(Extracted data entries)
==========

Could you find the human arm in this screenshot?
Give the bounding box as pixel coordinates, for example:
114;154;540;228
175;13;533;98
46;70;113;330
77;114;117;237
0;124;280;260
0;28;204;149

==========

= Exercise directions =
Set down every record above exactly as given.

= Your response =
Could you find the human arm in this screenshot?
Give the bounding box as pixel coordinates, for example:
114;154;540;228
175;13;533;98
46;70;113;330
77;114;117;237
0;124;280;260
0;28;204;149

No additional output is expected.